Bennett v. State, 221 Ark. 747, 255 S.W.2d 968 (1953)

March 16, 1953 · Arkansas Supreme Court · 4718
221 Ark. 747, 255 S.W.2d 968

Bennett v. State.

4718

255 S. W. 2d 968

Opinion delivered March 16, 1953.

*748 Cole <& Epperson, for appellant.

Ike Murry, Attorney General, and Won. M. Moor-head, Assistaoit Attorney General, for appellee.

Griffin Smith, Chief Justice.

Ed Bennett was indicted for selling beer without a license. Upon conviction he was fined $400. The crime is a misdemeanor.

Appellant’s summary of error is: (a) There was no substantial evidence connecting Bennett with the sale; (b) evidence was lacking to show that the defendant had not been licensed, and (c) there was nothing upon which the jury could have found that the beverage claimed to have been sold was alcoholic and intoxicating within the meaning of § 48-503, Ark. Stat’s. Objections were made to certain testimony, and to remarks of the court.

Over objections by the defendant pertinent parts of the applicable statute were read to the jury, including § 48-513 providing that any person who shall brew or manufacture any liquor as defined by the statute without having procured a permit from the commissioner of revenues “authorizing the brewing, or manufacture, or the sale of such liquor, shall be deemed guilty of a misdemeanor”, etc.

The factual background relied upon by the state is that Bennett owned the place of business where it is alleged the beer was sold and that Dessie Banks sometimes works for him. The employer-employee relationship is, we think, established by the defendant’s admission, although the extent of her authority is not conceded. *749Mary Mitchell testified that on March 22, 1952, she bought a can of beer at defendant’s establishment, the sale having been made by the Banks woman.

Mose Ledbetter, a state witness, had formerly traded at Bennett’s place, where whiskey and beer were sold. His last purchase was four weeks before the trial. He had bought beer from the defendant after March 22d. The court directed the jury to consider evidence of the last sale for the sole purpose of determining whether Bennett’s reputation was that of a bootlegger. On cross-examination there were admissions from which an inference of prejudice against the defendant might arise, but credibility was a matter for the jury’s determination. Other testimony supported the state’s contention that the defendant was engaged in the illicit sale of intoxicants.

● ● ● ●

| Goal of the exercise |
Return everything from "Bennett v. State, 221" down to "March 16, 1953." in the court opinion, unchanged.

| Data section |
● ● ● ●

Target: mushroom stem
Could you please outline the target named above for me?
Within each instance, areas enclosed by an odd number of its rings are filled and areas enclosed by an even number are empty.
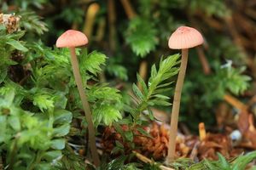
[[[90,149],[93,162],[96,167],[98,167],[100,165],[100,158],[97,154],[97,149],[96,146],[96,137],[95,137],[95,130],[92,122],[91,112],[90,110],[90,105],[87,100],[87,97],[84,91],[82,77],[79,72],[79,62],[75,53],[75,48],[69,48],[69,49],[71,54],[71,64],[73,71],[75,82],[78,86],[79,93],[82,100],[82,105],[84,110],[85,119],[88,123],[89,147]]]
[[[188,63],[188,54],[189,49],[182,49],[182,59],[180,71],[178,72],[177,80],[175,87],[173,106],[171,117],[171,129],[169,136],[169,147],[168,147],[168,156],[166,162],[168,163],[174,161],[175,150],[176,150],[176,137],[177,137],[177,128],[178,121],[178,112],[180,106],[181,93],[183,86],[183,81],[186,73],[187,63]]]

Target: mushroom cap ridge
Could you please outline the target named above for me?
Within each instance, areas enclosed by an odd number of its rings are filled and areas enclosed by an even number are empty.
[[[86,36],[76,30],[67,30],[56,41],[57,48],[73,48],[88,43]]]
[[[180,26],[170,37],[168,46],[172,49],[183,49],[201,45],[203,42],[203,37],[197,30]]]

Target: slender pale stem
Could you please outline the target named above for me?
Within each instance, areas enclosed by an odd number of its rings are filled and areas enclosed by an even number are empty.
[[[175,87],[173,106],[171,117],[171,129],[169,136],[169,147],[168,147],[168,156],[166,162],[168,163],[174,161],[175,150],[176,150],[176,137],[177,137],[177,128],[178,121],[178,112],[180,106],[181,93],[183,86],[183,81],[186,74],[186,68],[188,63],[188,54],[189,49],[182,49],[182,59],[180,71],[178,72],[177,80]]]
[[[90,149],[91,156],[96,167],[98,167],[100,164],[100,158],[97,153],[97,149],[96,146],[96,137],[95,137],[95,130],[92,122],[91,112],[90,110],[90,105],[87,100],[87,97],[85,95],[82,77],[79,71],[79,62],[75,53],[74,48],[70,48],[71,54],[71,64],[73,71],[74,78],[76,81],[76,84],[78,86],[79,93],[82,100],[82,105],[84,110],[85,119],[88,123],[88,133],[89,133],[89,147]]]

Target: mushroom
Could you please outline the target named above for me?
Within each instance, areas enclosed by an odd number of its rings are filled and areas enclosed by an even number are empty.
[[[79,93],[80,95],[80,99],[82,100],[82,105],[84,110],[85,119],[88,123],[89,147],[90,149],[94,164],[97,167],[100,164],[100,159],[96,146],[96,137],[95,137],[94,126],[92,122],[91,111],[90,109],[89,102],[87,100],[87,97],[84,91],[82,77],[79,72],[79,62],[75,53],[76,47],[83,46],[87,43],[88,43],[88,39],[84,33],[75,30],[68,30],[65,31],[63,34],[61,34],[60,37],[57,39],[56,47],[68,48],[70,49],[71,64],[73,67],[73,71],[79,89]]]
[[[203,42],[204,40],[201,34],[195,28],[191,28],[189,26],[178,27],[169,38],[169,48],[172,49],[182,49],[182,59],[180,71],[177,76],[177,80],[175,87],[174,99],[172,104],[173,106],[171,117],[168,156],[166,159],[167,162],[172,162],[174,161],[181,92],[186,73],[189,48],[201,45],[203,43]]]

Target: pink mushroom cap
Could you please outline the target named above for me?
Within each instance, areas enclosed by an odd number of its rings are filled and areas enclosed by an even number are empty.
[[[67,30],[56,41],[57,48],[74,48],[88,43],[86,36],[76,30]]]
[[[170,37],[168,46],[172,49],[184,49],[201,45],[203,42],[204,39],[197,30],[180,26]]]

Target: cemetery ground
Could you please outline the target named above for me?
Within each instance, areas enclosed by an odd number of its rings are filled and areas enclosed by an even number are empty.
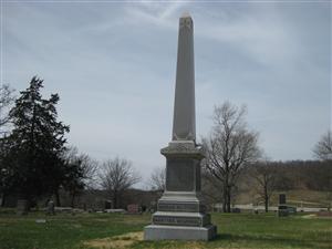
[[[151,215],[83,212],[18,216],[0,209],[0,249],[332,248],[331,217],[212,214],[218,236],[209,242],[143,241],[149,219]]]

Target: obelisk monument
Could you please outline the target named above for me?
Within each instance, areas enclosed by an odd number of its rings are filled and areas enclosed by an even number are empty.
[[[166,157],[166,189],[145,227],[146,240],[209,240],[217,234],[200,194],[201,148],[196,145],[194,23],[179,19],[173,139],[160,153]]]

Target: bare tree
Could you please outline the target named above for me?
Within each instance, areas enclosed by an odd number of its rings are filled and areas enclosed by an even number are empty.
[[[90,189],[95,186],[95,177],[97,170],[97,162],[92,159],[89,155],[79,153],[76,147],[69,147],[64,154],[63,159],[70,170],[66,173],[66,179],[63,187],[71,196],[71,206],[74,207],[74,200],[82,190]],[[56,203],[59,196],[56,197]]]
[[[274,167],[266,159],[253,163],[248,170],[256,181],[256,193],[264,201],[264,209],[268,212],[270,198],[276,190],[277,173]]]
[[[116,157],[103,163],[100,179],[101,186],[112,198],[113,207],[118,208],[123,193],[137,184],[141,176],[133,168],[131,162]]]
[[[222,184],[225,212],[230,212],[231,194],[240,170],[260,156],[258,133],[248,129],[246,113],[246,106],[237,107],[229,102],[216,106],[211,134],[203,139],[205,167]]]
[[[13,90],[8,85],[0,85],[0,134],[4,134],[3,127],[9,123],[9,107],[14,102]]]
[[[332,160],[332,132],[328,131],[315,144],[313,154],[318,159]]]
[[[166,187],[166,168],[165,167],[155,168],[151,174],[148,184],[153,190],[163,193]]]

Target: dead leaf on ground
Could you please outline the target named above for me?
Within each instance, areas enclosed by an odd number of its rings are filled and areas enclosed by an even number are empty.
[[[84,242],[85,246],[102,249],[122,249],[133,245],[136,241],[143,240],[143,231],[128,232],[121,236],[114,236],[103,239],[93,239]]]

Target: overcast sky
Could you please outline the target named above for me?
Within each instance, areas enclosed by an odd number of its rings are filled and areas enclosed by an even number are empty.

● ● ● ●

| Solution to this problem |
Bennett v. State, 221 Ark. 747, 255 S.W.2d 968 (1953)

March 16, 1953 · Arkansas Supreme Court · 4718
221 Ark. 747, 255 S.W.2d 968

Bennett v. State.

4718

255 S. W. 2d 968

Opinion delivered March 16, 1953.